• Quoted passage:
Low BMI rather than being a risk factor could be a reflection of reverse causation, there being increasing awareness that there may be a long prodrome to Crohn’s disease (CD). Seroconversion to yeast antigens and elevated inflammatory markers are found up to 15 years before diagnosis11,12,13. There is no corresponding similar evidence for ulcerative colitis (UC).

The lack of association of low BMI with risk of CD in a large study of children8 raises the possibilities that either changes in physiology and immune function, sub-clinical disease onset, or changes in risk factor profile, notably initiation of smoking, occurring at the time of puberty, could possibly explain the association with adult risk.

We had the unique opportunity to study a large nationally representative cohort of Danish young men, to assess the association of BMI with future risk of CD, for the first time prospectively in men. The possible effect of smoking was modelled in a sensitivity analysis.

Results

Among the 377,957 men available for inclusion in the study, the mean (SD) age at conscription board examination was 19.9 (1.7) years and the mean (SD) BMI was 21.8 (2.5) kg/m2. At this time, 6% were underweight, 85% were normal weight, 8% were overweight, and only 1% were obese. The descriptive statistics of the study population are presented in Table 1.

• What you are asked to do: For each statement, answer yes or no on whether it agrees with the passage on BMI and Crohn's disease, and quote the passage's deciding words: (a) Seroconversion to yeast antigens can be found up to 15 years before a Crohn's disease diagnosis. (b) The cohort studied was made up of Danish young women. (c) At the conscription board examination, 8% of the men were obese. You will not need the data below.

• Saved entries:
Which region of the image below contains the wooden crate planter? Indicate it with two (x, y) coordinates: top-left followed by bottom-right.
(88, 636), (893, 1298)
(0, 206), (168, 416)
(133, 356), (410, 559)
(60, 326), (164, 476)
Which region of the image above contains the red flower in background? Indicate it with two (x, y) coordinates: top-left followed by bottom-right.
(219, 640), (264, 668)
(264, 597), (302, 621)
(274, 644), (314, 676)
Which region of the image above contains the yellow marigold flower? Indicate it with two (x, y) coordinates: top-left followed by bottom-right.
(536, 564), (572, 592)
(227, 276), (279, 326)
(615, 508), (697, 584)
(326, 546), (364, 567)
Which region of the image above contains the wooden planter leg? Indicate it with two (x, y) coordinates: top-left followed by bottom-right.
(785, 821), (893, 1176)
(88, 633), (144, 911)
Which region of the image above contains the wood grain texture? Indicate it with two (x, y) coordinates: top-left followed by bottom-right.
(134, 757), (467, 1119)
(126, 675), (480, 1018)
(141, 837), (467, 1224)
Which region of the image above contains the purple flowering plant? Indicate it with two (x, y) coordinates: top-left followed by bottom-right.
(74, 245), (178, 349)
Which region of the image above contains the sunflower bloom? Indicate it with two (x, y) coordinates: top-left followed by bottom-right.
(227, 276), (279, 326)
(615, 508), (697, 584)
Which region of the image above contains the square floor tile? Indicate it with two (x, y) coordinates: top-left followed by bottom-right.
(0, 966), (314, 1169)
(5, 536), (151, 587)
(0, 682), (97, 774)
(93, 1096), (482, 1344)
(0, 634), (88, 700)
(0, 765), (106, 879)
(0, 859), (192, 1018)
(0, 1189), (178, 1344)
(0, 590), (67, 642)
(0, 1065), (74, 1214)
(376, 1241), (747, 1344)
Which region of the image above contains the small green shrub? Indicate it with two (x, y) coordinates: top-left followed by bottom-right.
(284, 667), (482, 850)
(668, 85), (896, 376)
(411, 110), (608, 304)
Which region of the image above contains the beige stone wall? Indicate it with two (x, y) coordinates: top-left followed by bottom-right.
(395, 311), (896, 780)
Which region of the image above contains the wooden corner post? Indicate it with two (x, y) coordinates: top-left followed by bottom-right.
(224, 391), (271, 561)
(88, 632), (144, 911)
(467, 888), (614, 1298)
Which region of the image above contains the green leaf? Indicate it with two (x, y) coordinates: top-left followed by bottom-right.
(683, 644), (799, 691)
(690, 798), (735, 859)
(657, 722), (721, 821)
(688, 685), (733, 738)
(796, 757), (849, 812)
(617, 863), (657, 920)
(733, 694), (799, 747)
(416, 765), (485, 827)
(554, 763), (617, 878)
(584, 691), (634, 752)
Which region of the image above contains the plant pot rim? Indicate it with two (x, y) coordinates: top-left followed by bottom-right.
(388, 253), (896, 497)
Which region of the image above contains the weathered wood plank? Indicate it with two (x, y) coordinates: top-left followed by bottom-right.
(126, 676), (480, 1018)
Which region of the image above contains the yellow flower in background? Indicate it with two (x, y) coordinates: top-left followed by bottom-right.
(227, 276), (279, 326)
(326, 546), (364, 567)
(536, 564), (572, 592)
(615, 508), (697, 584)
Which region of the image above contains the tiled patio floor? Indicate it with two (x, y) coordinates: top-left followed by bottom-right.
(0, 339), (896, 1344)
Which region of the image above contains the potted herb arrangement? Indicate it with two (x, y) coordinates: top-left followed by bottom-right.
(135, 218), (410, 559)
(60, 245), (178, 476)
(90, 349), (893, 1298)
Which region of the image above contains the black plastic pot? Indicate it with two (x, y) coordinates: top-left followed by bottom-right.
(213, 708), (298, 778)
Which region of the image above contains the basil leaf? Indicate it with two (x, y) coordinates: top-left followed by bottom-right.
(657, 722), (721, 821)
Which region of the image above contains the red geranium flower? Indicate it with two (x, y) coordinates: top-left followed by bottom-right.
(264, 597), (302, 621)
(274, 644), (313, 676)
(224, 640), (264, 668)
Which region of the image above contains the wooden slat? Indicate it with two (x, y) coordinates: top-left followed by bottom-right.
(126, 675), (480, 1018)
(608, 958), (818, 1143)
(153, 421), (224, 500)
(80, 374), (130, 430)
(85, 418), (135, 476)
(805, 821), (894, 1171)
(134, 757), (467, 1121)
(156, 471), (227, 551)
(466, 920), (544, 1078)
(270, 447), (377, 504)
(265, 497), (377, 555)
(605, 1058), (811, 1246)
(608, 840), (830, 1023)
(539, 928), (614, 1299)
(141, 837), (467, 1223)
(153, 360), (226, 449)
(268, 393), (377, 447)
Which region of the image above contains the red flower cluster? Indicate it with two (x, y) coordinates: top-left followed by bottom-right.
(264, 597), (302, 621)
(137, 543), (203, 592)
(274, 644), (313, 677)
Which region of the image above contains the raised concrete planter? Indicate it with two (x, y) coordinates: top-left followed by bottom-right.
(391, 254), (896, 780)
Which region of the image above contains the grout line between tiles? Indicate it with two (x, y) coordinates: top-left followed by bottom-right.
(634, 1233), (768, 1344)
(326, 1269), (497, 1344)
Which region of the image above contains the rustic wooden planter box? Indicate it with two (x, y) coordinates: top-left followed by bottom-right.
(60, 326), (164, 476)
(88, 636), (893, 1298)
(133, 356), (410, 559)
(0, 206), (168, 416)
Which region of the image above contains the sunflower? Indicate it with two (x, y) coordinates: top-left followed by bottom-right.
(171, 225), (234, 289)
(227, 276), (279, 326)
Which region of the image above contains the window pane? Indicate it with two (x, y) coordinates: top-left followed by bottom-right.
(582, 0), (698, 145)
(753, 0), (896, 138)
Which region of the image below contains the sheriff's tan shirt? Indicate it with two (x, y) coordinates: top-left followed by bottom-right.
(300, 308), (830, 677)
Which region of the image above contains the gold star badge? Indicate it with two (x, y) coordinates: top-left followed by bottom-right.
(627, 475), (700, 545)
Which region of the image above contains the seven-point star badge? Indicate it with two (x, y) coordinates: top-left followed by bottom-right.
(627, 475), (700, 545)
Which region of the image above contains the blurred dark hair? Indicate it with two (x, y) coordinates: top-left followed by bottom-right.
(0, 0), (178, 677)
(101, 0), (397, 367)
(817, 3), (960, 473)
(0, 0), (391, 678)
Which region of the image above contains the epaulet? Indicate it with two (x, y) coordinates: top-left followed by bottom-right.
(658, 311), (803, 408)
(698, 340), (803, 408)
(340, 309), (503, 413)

• Answer for this exercise:
(a) Yes: "Seroconversion to yeast antigens and elevated inflammatory markers are found up to 15 years before diagnosis"
(b) No: "a large nationally representative cohort of Danish young men"
(c) No: "8% were overweight, and only 1% were obese"